Start of DATASET EXCERPTS
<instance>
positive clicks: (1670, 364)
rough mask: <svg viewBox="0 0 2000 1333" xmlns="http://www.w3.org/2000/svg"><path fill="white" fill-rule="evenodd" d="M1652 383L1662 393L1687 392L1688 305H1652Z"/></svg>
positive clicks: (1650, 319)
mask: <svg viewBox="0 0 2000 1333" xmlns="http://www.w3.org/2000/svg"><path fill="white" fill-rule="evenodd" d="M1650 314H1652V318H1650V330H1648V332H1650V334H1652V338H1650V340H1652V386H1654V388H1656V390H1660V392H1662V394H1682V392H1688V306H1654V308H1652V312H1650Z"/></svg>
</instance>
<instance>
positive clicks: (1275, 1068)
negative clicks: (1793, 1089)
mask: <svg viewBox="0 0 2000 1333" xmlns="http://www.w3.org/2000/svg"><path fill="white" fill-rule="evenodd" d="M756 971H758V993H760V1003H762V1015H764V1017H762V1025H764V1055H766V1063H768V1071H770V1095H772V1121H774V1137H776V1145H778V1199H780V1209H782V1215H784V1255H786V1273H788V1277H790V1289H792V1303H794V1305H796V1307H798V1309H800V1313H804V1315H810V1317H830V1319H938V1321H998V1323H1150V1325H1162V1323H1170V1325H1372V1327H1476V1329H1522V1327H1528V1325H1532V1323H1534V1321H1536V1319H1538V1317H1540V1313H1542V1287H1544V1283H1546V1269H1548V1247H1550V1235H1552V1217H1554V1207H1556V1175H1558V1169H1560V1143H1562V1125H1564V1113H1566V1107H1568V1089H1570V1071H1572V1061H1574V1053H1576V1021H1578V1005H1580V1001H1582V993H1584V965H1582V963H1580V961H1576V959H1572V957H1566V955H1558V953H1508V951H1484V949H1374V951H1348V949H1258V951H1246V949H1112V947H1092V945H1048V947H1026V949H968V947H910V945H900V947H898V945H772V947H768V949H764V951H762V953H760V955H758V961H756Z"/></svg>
End of DATASET EXCERPTS
EXERCISE DETAILS.
Quote verbatim every line from the first line through the line containing "positive clicks: (1650, 319)", including both.

TASK SOLUTION.
<instance>
positive clicks: (1670, 364)
rough mask: <svg viewBox="0 0 2000 1333" xmlns="http://www.w3.org/2000/svg"><path fill="white" fill-rule="evenodd" d="M1652 383L1662 393L1687 392L1688 305H1652Z"/></svg>
positive clicks: (1650, 319)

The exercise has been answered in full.